According to the text on insurance technology, how many customers does Wikitree expect to reach by the end of the year?
** Opening GIVEN TEXT block **
According to Philippe Afendulis, Wikitree’s CEO, the company “now covers 85% of the non-life insurance market”. He added “We started with the contracts of major insurance companies. We are currently refining with niche companies.” The next challenge for next year will be the integration of insurance contracts.

Adopted by the FSMA, the insurtech not only targets brokers but also insurance companies who use the tool for benchmarking purposes. WIS has already convinced 150 customers as is currently highly requested. Given the enthusiasm around the new solution, Wikitree expects to reach 400 customers by the end of the year.

 

Munich Re

Munich Re has set up a new validation tool to allow a more responsible use of artificial intelligence (AI)-based solutions. This new solution is CertAI and it is available via the start-up CertX, in which the German reinsurer has held a stake since 2021.

Based on six key factors, the new system evaluates AI solutions: fairness, autonomy and control, transparency, robustness, functional and cybersecurity, and data protection.
** Closing GIVEN TEXT block **
** Opening MATERIAL SHOWN block **
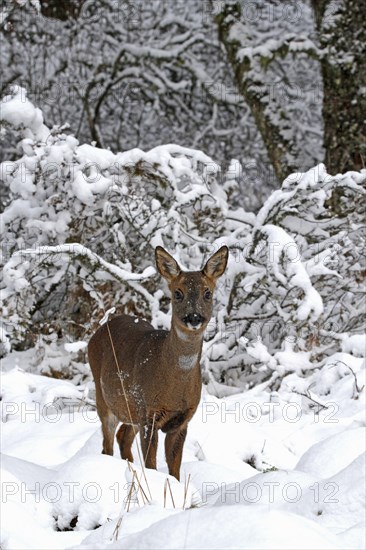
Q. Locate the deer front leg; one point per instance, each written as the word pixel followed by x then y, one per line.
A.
pixel 149 442
pixel 174 442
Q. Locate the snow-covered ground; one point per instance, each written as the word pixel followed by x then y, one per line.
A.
pixel 260 469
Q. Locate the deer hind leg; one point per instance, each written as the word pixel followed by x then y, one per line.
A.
pixel 109 424
pixel 149 442
pixel 125 436
pixel 174 442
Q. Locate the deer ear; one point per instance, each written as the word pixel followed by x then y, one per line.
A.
pixel 166 264
pixel 216 265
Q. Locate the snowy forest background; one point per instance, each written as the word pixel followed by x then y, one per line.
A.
pixel 188 125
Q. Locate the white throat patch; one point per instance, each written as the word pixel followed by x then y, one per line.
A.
pixel 187 362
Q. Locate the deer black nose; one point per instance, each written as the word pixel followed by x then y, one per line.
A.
pixel 194 319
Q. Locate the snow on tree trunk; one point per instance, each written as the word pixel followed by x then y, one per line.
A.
pixel 82 223
pixel 342 37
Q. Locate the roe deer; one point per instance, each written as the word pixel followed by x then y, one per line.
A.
pixel 160 369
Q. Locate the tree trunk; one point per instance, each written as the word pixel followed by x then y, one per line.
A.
pixel 276 131
pixel 342 36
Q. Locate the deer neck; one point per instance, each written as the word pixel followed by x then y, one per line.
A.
pixel 185 348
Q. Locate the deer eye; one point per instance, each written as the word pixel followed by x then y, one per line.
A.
pixel 178 295
pixel 207 294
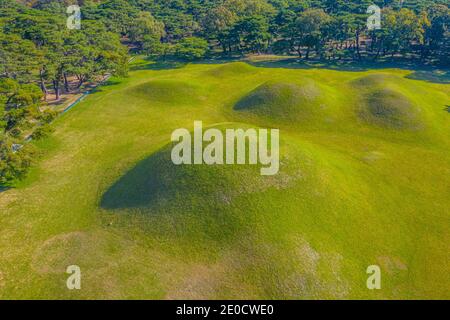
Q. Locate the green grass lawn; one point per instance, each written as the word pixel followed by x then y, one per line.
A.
pixel 364 179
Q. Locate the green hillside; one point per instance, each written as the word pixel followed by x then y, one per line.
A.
pixel 364 179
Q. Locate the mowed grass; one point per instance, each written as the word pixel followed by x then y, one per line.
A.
pixel 364 179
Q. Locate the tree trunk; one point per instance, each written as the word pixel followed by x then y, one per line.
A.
pixel 66 84
pixel 56 88
pixel 358 52
pixel 42 83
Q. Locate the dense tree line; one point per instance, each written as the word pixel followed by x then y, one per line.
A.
pixel 39 55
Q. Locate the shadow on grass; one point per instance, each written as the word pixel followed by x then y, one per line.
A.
pixel 158 65
pixel 432 75
pixel 140 187
pixel 422 72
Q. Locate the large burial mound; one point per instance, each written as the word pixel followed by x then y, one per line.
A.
pixel 283 101
pixel 391 109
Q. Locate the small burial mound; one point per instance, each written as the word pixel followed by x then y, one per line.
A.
pixel 391 109
pixel 283 101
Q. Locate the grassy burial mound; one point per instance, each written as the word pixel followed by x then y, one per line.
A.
pixel 391 109
pixel 383 104
pixel 283 101
pixel 106 196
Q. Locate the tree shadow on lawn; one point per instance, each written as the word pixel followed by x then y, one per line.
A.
pixel 421 72
pixel 157 65
pixel 432 75
pixel 143 185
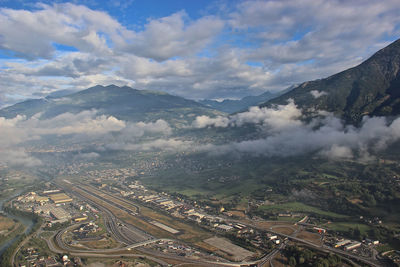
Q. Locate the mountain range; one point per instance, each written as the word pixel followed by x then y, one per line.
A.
pixel 233 106
pixel 124 103
pixel 371 88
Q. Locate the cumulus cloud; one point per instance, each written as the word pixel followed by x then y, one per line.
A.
pixel 317 94
pixel 83 126
pixel 287 134
pixel 172 145
pixel 277 117
pixel 87 156
pixel 169 37
pixel 253 47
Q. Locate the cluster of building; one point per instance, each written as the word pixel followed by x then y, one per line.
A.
pixel 51 204
pixel 32 258
pixel 84 230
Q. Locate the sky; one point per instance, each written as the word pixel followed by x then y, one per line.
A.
pixel 195 49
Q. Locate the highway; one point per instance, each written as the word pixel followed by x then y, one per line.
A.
pixel 132 237
pixel 121 231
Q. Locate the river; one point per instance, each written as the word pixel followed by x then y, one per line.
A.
pixel 27 222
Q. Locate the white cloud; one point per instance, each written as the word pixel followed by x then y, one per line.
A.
pixel 276 118
pixel 169 36
pixel 254 46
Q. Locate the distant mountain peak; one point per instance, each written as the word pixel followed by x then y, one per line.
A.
pixel 371 88
pixel 123 103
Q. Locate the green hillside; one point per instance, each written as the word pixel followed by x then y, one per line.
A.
pixel 371 88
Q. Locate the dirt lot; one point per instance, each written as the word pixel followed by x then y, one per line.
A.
pixel 311 237
pixel 6 223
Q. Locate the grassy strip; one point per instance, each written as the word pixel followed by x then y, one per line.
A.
pixel 300 207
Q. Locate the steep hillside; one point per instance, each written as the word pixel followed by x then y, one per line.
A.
pixel 371 88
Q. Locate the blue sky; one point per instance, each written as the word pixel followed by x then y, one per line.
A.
pixel 195 49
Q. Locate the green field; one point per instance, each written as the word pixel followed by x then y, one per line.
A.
pixel 345 226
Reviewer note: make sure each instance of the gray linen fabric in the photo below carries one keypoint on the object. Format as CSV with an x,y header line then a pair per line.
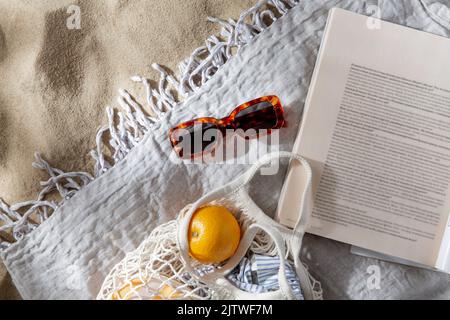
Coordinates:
x,y
70,254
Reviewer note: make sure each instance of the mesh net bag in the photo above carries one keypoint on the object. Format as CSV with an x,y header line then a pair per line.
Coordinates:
x,y
161,268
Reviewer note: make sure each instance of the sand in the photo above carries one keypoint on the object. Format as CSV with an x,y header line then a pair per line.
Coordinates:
x,y
55,82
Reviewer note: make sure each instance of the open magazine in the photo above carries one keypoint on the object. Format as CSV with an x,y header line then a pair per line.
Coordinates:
x,y
376,131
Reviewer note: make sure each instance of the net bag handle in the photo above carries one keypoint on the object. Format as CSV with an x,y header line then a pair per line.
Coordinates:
x,y
236,186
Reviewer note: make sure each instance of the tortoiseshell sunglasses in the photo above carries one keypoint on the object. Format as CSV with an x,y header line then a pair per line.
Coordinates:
x,y
265,113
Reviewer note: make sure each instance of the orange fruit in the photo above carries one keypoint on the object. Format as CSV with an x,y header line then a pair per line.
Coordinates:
x,y
214,234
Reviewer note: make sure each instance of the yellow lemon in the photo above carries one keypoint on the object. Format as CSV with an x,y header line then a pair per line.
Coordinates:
x,y
214,234
165,293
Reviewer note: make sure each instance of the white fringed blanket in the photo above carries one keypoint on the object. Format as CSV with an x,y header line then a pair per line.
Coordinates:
x,y
102,218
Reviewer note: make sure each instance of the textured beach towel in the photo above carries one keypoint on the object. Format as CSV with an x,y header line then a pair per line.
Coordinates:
x,y
69,255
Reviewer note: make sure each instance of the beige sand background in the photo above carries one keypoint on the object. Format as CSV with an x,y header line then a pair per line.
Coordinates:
x,y
55,82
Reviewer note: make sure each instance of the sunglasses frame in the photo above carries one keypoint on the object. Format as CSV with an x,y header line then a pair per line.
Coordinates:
x,y
229,122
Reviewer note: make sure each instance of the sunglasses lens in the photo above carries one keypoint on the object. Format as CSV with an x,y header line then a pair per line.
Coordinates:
x,y
195,139
258,116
** Closing MATERIAL SHOWN block **
SOLVED EXERCISE – 400 customers.